--- Source records ---

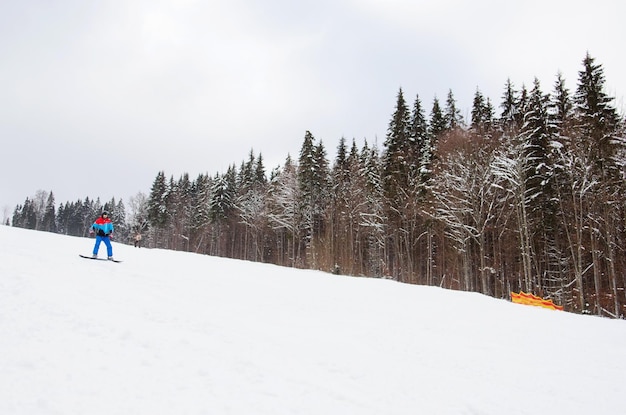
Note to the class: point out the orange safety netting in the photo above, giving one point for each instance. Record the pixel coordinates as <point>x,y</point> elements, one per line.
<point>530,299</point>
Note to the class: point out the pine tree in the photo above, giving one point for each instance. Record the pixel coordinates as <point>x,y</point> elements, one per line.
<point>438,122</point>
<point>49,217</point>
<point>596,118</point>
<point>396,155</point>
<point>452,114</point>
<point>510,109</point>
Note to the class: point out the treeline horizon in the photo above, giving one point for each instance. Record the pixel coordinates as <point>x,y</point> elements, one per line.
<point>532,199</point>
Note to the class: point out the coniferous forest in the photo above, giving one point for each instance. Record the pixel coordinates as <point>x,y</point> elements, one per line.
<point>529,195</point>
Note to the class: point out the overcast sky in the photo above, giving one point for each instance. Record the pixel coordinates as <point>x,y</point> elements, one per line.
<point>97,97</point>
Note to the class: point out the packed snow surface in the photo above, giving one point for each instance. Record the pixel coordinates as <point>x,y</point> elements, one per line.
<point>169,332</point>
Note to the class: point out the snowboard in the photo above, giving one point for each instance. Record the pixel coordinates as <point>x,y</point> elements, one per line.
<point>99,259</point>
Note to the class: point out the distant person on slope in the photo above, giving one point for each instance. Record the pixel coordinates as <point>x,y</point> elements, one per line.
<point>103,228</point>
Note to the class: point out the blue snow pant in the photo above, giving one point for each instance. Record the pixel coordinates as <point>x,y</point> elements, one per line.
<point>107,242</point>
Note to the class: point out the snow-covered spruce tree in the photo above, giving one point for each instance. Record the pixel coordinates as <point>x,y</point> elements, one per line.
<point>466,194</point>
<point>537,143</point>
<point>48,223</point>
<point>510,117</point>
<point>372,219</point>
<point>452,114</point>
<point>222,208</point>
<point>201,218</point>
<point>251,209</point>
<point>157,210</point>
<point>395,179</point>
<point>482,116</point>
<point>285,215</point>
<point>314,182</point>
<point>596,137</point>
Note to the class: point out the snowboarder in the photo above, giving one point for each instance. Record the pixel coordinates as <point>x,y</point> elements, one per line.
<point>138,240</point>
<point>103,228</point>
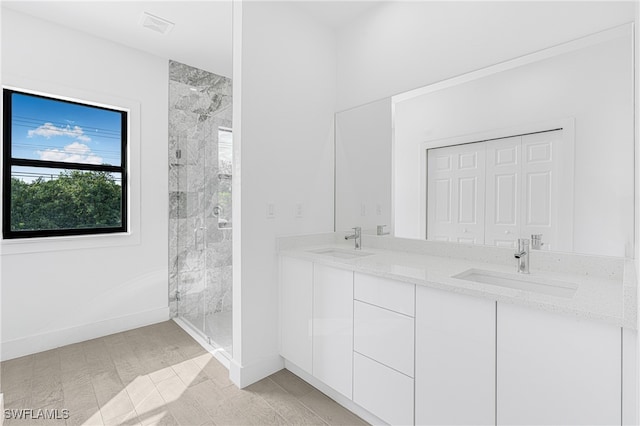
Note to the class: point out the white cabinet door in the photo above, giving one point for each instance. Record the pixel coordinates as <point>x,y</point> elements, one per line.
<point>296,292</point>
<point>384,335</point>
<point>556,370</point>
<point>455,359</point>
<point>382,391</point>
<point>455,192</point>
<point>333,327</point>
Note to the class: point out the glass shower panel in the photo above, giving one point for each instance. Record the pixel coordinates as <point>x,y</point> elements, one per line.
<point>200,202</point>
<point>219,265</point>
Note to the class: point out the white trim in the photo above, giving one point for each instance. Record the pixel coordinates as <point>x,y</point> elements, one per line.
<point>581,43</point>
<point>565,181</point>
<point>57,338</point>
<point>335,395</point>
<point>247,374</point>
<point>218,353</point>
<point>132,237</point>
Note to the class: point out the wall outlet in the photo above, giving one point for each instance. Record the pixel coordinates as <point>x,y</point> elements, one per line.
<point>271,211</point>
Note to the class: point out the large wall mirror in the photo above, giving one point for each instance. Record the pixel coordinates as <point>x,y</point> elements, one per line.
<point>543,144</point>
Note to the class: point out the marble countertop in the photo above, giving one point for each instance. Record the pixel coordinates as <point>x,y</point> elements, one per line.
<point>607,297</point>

---

Requirements → Can you reproduce every item above word for word, leaving the pictures out of your answer?

The solution →
Note to the class: point out the orange safety netting in the photo above, giving one point for each instance. Record the pixel coordinates as <point>x,y</point> elements, one per line.
<point>530,299</point>
Note to the class: point out the pine tree in the photo above, giving one point for each instance. Record the pixel coordinates as <point>x,y</point> elements, one per line.
<point>438,122</point>
<point>49,217</point>
<point>596,118</point>
<point>396,155</point>
<point>452,114</point>
<point>510,109</point>
Note to the class: point out the treeline horizon in the photo above, giving one point for each instance. Record the pixel coordinates as <point>x,y</point> elements, one per line.
<point>532,199</point>
Note to the class: point out the coniferous forest in the photo above, giving one point for each instance. Record the pixel coordinates as <point>x,y</point> elements, one per line.
<point>529,195</point>
Note to the class: point out the overcast sky in the photo above, giving one point for each instance. Record the pixel coordinates as <point>x,y</point> elements, one per line.
<point>97,97</point>
Note to the class: point out the packed snow surface in the photo above, giving one point for each instance. Record the pixel coordinates as <point>x,y</point> elements, one per line.
<point>169,332</point>
Note to the class: point out the snowboard in the photo above, giving one point for each instance. Record the pixel coordinates as <point>x,y</point> elements, one per line.
<point>99,259</point>
Note to the class: point out the distant person on slope in the photo above, giving one point for each instance. Record the pixel coordinates as <point>x,y</point> elements, one per line.
<point>103,228</point>
Note to the class: point out the blue snow pant in the photo above, giving one point for each instance. Record the pixel coordinates as <point>x,y</point> elements, one per line.
<point>107,242</point>
Note to the class: point out the snow-covered spruce tree in the photo above, giving one point for each instance. Record the pixel coordinates as <point>x,y</point> elements, one per line.
<point>466,194</point>
<point>537,143</point>
<point>48,223</point>
<point>510,117</point>
<point>372,219</point>
<point>452,114</point>
<point>222,208</point>
<point>201,218</point>
<point>251,209</point>
<point>157,210</point>
<point>395,179</point>
<point>482,116</point>
<point>285,215</point>
<point>314,182</point>
<point>596,137</point>
Note to the class: point out the snowboarder in the photo above, giving one point for each instance. Record the pixel coordinates as <point>x,y</point> elements, one per line.
<point>138,240</point>
<point>103,228</point>
Note to the class: point out the white cabinet door in the photo above, giving one point for each instance. Record the pixel coordinates as <point>x,y</point> elements, one per line.
<point>296,292</point>
<point>384,335</point>
<point>556,370</point>
<point>455,359</point>
<point>382,391</point>
<point>455,192</point>
<point>333,327</point>
Note to the class: point out the glass shower panel in the photo above, giving one point for each instance. Record the pixel coordinates as <point>x,y</point> elements, one per line.
<point>200,202</point>
<point>219,265</point>
Note to the class: point out the white trim in the photo above, giving one point for each instance. Record the pixel coordinates as <point>x,y</point> elements, one per line.
<point>581,43</point>
<point>565,181</point>
<point>57,338</point>
<point>335,395</point>
<point>247,374</point>
<point>218,353</point>
<point>132,237</point>
Note to the class: point out the wall outlet in the photo above, giving one point for each instance. Record the pixel coordinates as <point>x,y</point> elements, one per line.
<point>271,211</point>
Note to the class: point out the large wall mirror in the photo above, giving one point for each instance. Record the pixel coordinates as <point>x,y</point> elements, one per line.
<point>543,144</point>
Note to the class: point out the marble countertop in the photo above, giving one point for each instance. Record the pixel coordinates as <point>x,y</point> elements, one per line.
<point>607,297</point>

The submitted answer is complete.